▶ What is required:
Format the lines below as a JSON list of strings, one string per line and with blank lines omitted. Leave the pictures out of the list.

▶ Extracted information:
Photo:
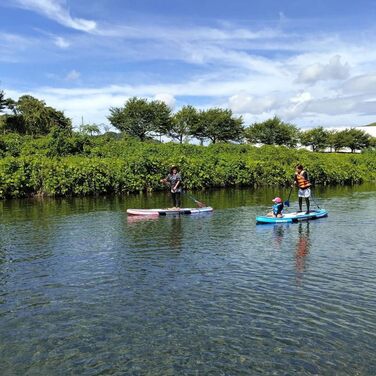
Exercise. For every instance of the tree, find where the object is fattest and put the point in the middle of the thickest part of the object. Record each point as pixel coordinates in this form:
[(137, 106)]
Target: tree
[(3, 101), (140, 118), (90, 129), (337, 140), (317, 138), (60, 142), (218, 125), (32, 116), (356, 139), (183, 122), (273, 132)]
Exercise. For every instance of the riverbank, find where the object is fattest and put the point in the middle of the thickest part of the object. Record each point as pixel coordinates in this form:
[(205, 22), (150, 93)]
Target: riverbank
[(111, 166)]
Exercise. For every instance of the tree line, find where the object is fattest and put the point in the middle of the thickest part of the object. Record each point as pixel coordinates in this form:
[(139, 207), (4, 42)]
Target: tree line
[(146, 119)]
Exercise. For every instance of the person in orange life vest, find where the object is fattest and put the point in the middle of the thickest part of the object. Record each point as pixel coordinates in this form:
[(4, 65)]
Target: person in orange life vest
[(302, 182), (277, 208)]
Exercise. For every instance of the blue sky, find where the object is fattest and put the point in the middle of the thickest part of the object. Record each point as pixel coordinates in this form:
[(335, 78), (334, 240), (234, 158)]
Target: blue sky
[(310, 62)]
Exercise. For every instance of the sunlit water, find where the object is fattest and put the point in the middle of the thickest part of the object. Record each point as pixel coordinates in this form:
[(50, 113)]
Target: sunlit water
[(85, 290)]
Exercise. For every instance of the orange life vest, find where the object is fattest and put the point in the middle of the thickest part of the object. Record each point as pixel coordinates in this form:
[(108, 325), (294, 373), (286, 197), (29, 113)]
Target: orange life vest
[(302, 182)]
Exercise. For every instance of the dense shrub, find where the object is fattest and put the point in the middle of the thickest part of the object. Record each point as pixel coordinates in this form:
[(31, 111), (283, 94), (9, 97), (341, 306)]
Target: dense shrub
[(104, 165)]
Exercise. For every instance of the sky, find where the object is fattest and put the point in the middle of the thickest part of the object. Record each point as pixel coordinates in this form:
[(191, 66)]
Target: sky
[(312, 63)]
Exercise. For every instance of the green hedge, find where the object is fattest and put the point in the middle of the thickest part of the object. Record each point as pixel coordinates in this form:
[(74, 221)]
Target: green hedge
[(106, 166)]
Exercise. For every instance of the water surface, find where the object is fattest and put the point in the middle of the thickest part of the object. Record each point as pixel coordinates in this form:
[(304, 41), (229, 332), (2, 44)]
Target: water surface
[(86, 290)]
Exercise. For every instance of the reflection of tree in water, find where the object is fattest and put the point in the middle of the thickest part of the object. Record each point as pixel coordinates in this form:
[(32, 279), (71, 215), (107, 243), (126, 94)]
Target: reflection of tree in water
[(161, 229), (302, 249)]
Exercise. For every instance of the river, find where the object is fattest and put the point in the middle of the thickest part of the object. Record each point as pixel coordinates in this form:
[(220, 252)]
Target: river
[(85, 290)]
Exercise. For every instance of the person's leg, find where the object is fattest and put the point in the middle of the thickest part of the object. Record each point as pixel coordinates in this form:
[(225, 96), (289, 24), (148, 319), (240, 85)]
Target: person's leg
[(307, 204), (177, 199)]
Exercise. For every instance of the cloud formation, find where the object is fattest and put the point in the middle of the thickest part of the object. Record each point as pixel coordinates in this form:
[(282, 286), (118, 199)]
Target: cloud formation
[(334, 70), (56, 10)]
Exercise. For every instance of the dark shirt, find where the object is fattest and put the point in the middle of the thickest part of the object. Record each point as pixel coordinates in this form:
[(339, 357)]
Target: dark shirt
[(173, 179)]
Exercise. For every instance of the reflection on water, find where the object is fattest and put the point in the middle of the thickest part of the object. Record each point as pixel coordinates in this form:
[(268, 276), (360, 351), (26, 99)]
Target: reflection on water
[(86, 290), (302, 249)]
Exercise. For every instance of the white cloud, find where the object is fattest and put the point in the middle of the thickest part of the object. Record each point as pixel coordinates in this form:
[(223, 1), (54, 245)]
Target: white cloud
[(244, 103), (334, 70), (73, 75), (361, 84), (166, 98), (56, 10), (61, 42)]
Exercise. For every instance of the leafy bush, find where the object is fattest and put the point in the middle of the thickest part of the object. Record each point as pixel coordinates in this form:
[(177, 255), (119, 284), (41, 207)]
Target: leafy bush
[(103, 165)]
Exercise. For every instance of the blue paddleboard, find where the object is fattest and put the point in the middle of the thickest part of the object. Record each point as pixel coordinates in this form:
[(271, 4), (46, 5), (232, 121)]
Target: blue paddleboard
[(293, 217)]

▶ Correct result:
[
  "Photo:",
  "Exercise. For every instance of the tree, find where the object is fattest and put the point in the middle of the thickest part of the object. Record each point as pixel coordinates in this form:",
  "[(137, 106)]",
  "Target: tree",
  "[(3, 101), (140, 118), (90, 129), (337, 140), (317, 138), (60, 142), (218, 125), (32, 116), (356, 139), (183, 122), (273, 132)]",
  "Exercise. For every instance of the riverbank, find where the object is fattest and put the point in the middle of the thickest part of the object. Record each point as pixel coordinates in this form:",
  "[(205, 22), (150, 93)]",
  "Target: riverbank",
  "[(111, 166)]",
  "Exercise. For every instance of the tree line, find where the object is fattest and put the point in the middle of the thickest part of the object. Record each point as pixel coordinates in this form:",
  "[(139, 207), (4, 42)]",
  "Target: tree line",
  "[(146, 119)]",
  "Exercise. For every instance of the person in orange life vest, find where the object is fattest and put the point in the middle of the thickest part of the object. Record each point as pixel coordinates in this form:",
  "[(4, 65)]",
  "Target: person in orange life vest",
  "[(302, 182), (277, 208)]",
  "Exercise. For every instance of the blue sky, find where the object is fattest and put the point in the middle of the thickest part of the object. Record each point as pixel coordinates in this form:",
  "[(335, 78), (334, 240), (234, 158)]",
  "Target: blue sky",
  "[(310, 62)]",
  "Exercise. For every instance of the sunlit water, find where the object is fattest and put the point in the middle of the thickest part of the object. Record each point as pixel coordinates in this form:",
  "[(50, 113)]",
  "Target: sunlit water",
  "[(85, 290)]",
  "Exercise. For every instance of the orange life vest, find where the object is fattest and put the point in the middle of the thickest part of the object. Record each point as pixel coordinates in this form:",
  "[(108, 325), (294, 373), (286, 197), (29, 113)]",
  "Target: orange life vest",
  "[(302, 182)]",
  "Exercise. For every instance of the dense shrub, find where the object is fattest and put the point in the middle of the thickest part of the object. Record each point as pixel coordinates in this form:",
  "[(31, 111), (283, 94), (9, 97), (341, 306)]",
  "Target: dense shrub",
  "[(104, 165)]",
  "Exercise. For every instance of the sky, find where the object is fattest and put the point in the middle of the thickest part of the object. Record each point as pixel coordinates in this form:",
  "[(191, 66)]",
  "Target: sky",
  "[(312, 63)]",
  "Exercise. For every instance of the green hedge, find where the object is fattest and put the point in the middle of the thickest part of the object. Record each point as pixel coordinates in this form:",
  "[(74, 221)]",
  "Target: green hedge",
  "[(106, 166)]",
  "Exercise. For every instance of the water surface, find where the object is fattest and put the point in the middle of the thickest part of the object. Record each point as pixel coordinates in this form:",
  "[(304, 41), (229, 332), (2, 44)]",
  "Target: water surface",
  "[(86, 290)]",
  "Exercise. For every instance of the reflection of tree in water, find where the object is fattest and put the point in the middle of the thickest part of the object. Record each point as pixel coordinates in this form:",
  "[(32, 279), (71, 215), (107, 243), (126, 94)]",
  "Target: reflection of tree in water",
  "[(161, 229), (302, 249)]",
  "Exercise. For every instance of the river, find where the object is fattest and put the point in the middle of the thickest part of the object. Record each point as pixel coordinates in this form:",
  "[(220, 252)]",
  "Target: river",
  "[(85, 290)]",
  "Exercise. For every instance of the person's leg, find where the object is fattest and put the point in the middle of the thickest part of the object. Record each point as pixel coordinates in this form:",
  "[(225, 96), (289, 24), (148, 319), (240, 85)]",
  "Target: person's leg",
  "[(307, 204), (177, 199)]",
  "Exercise. For every instance of the cloud formation, find where the object is fattest and put the point in the middle of the thickest part of the object. Record each point as pixel coordinates in this form:",
  "[(282, 286), (118, 199)]",
  "Target: cloud formation",
  "[(334, 70), (56, 10)]",
  "Exercise. For every instance of the dark shirt, find where the object is fattest and put the point in the middle of the thickest part of the object. Record each point as pixel coordinates in this form:",
  "[(339, 357)]",
  "Target: dark shirt",
  "[(173, 179)]",
  "Exercise. For every instance of the reflection on water, find where the object is fattest and put the point in the middle of the thickest part of the object. Record each point as pixel coordinates in this form:",
  "[(268, 276), (360, 351), (26, 99)]",
  "Target: reflection on water",
  "[(86, 290), (302, 249)]",
  "Exercise. For every instance of the white cloud, find where the object is fattest and put the point in the middle of the thickest part of the object. Record each point as pixel coordinates in this form:",
  "[(223, 1), (54, 245)]",
  "Target: white cloud",
  "[(244, 103), (334, 70), (73, 75), (361, 84), (166, 98), (56, 10), (61, 42)]",
  "Exercise. For every instance of the leafy bush, find where the object is fattest and put the point in the middle of the thickest part of the object. Record each point as pixel coordinates in this form:",
  "[(177, 255), (119, 284), (41, 207)]",
  "Target: leafy bush",
  "[(103, 165)]",
  "Exercise. For every instance of the blue paddleboard, find where the object is fattest and put the point in the middle of the thickest part of the object. Record each point as pixel coordinates in this form:",
  "[(271, 4), (46, 5), (232, 121)]",
  "Target: blue paddleboard",
  "[(293, 217)]"
]